▶ [CONJUNTO DE TAREFAS]
**A)** Copie sem alterações os registos que vão desde a linha com "label=small green shrub" até ao último registo, incluindo essa linha e a última.
**B)** Prossiga o acórdão do Tribunal Central Administrativo Sul a partir do ponto em que termina.

▶ [EXCERTO SELECIONADO]
==*==

Acórdão nº 15/20.2BEFUN de Tribunal Central Administrativo Sul, 15 de Outubro de 2020
Magistrado Responsável | SOFIA DAVID |
Data da Resolução | 15 de Outubro de 2020 |
Emissor | Tribunal Central Administrativo Sul |
Acordam na 1.ª Secção do Tribunal Central Administrativo Sul I - RELATÓRIO W.........., Lda, (W....) intentou no Tribunal Administrativo e Fiscal (TAF) do Funchal acção de contencioso pré-contratual contra a Vice-Presidência do Governo Regional da Região Autónoma da Madeira, indicando como contra-interessadas D.........., Lda (D..........) e P.........., S.A (P..........).
A A. peticionava, a título principal para que: “i) O procedimento ser anulado com fundamento no vício supra invocado constante no Caderno de Encargos quanto à exigência de a base de dados a ser fornecida pelo adjudicatário estar certificada por uma norma inexistente; Subsidiariamente, ii) O procedimento ser anulado pelo vício constante no Modelo do Avaliação, tornando este ilegal; ou b - a título subsidiário, i) A proposta da Contra interessada D.......... deve ser excluída com base nos fundamentos supra invocados; ou ii)- A proposta da Autora não deve ser excluída do procedimento com base no fundamento supra mencionado”.

==*==

▶ [DADOS DA TAREFA]
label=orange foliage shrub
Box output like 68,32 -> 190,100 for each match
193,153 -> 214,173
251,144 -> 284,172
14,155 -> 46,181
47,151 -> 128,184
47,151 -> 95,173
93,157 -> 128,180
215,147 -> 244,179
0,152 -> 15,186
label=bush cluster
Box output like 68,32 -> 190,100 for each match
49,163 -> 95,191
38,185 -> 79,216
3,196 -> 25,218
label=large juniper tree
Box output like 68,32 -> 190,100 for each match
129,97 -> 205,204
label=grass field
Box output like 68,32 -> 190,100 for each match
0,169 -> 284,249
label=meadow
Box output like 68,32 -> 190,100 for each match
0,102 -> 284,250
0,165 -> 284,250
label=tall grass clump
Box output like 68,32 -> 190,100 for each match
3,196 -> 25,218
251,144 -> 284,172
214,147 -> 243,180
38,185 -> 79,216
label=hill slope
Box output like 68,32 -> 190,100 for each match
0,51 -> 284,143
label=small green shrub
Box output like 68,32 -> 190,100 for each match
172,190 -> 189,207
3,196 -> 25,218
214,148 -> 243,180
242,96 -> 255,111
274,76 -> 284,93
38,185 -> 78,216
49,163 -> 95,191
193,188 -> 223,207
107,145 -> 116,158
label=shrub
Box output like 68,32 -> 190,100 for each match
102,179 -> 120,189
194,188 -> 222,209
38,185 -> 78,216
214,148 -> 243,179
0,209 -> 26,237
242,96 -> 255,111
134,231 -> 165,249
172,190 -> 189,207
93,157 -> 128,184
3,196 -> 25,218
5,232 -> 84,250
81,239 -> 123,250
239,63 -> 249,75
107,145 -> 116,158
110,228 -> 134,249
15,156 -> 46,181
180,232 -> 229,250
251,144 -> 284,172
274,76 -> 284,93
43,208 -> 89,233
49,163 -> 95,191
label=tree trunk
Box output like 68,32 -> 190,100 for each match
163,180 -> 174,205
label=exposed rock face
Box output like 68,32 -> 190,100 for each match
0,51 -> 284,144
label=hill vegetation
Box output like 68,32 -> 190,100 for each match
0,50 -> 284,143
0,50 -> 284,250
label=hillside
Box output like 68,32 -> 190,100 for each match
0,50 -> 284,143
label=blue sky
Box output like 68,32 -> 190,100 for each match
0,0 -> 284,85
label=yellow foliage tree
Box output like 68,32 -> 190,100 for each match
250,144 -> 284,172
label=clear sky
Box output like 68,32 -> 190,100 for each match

==*==

▶ [CONJUNTO DE RESPOSTAS]
**A)**
label=small green shrub
Box output like 68,32 -> 190,100 for each match
172,190 -> 189,207
3,196 -> 25,218
214,148 -> 243,180
242,96 -> 255,111
274,76 -> 284,93
38,185 -> 78,216
49,163 -> 95,191
193,188 -> 223,207
107,145 -> 116,158
label=shrub
Box output like 68,32 -> 190,100 for each match
102,179 -> 120,189
194,188 -> 222,209
38,185 -> 78,216
214,148 -> 243,179
0,209 -> 26,237
242,96 -> 255,111
134,231 -> 165,249
172,190 -> 189,207
93,157 -> 128,184
3,196 -> 25,218
5,232 -> 84,250
81,239 -> 123,250
239,63 -> 249,75
107,145 -> 116,158
110,228 -> 134,249
15,156 -> 46,181
180,232 -> 229,250
251,144 -> 284,172
274,76 -> 284,93
43,208 -> 89,233
49,163 -> 95,191
label=tree trunk
Box output like 68,32 -> 190,100 for each match
163,180 -> 174,205
label=exposed rock face
Box output like 68,32 -> 190,100 for each match
0,51 -> 284,144
label=hill vegetation
Box output like 68,32 -> 190,100 for each match
0,50 -> 284,143
0,50 -> 284,250
label=hillside
Box output like 68,32 -> 190,100 for each match
0,50 -> 284,143
label=blue sky
Box output like 68,32 -> 190,100 for each match
0,0 -> 284,85
label=yellow foliage tree
Box output like 68,32 -> 190,100 for each match
250,144 -> 284,172
label=clear sky
Box output like 68,32 -> 190,100 for each match

**B)**
Por Acórdão do TAF do Funchal a acção foi julgada procedente e anulou-se a decisão de adjudicação da proposta apresentada pela D.........., contida no despacho do Vice-Presidente do Governo Regional da Região Autónoma da Madeira, datado de 05/12/2019 e proferido no âmbito do concurso público para a “Aquisição de serviços de acesso a base de dados e conteúdos jurídicos para vários organismos do Governo Regional”.
A D.......... interpôs recurso desta decisão do TAF do Funchal. Em alegações são formuladas pelo Recorrente, as seguintes conclusões:” 1 - A decisão vigente não resiste, nem por um segundo, ao confronto com uma inversão das posições relativas das partes, no caso, de a recorrente lhe ver adjudicada a proposta realizada pelo procurador com os poderes constantes da procuração aqui apreciada, e, após, vir usar a interpretação sufragada na decisão recorrida para se furtar à sua vinculação, isto é, alegando a insuficiência de poderes do procurador para a vincular, o que a acontecer em juízo, a colocaria em meritória candidata à condenação como litigante de má-fé. O raciocínio exposto evidencia a inadequação da decisão vigente.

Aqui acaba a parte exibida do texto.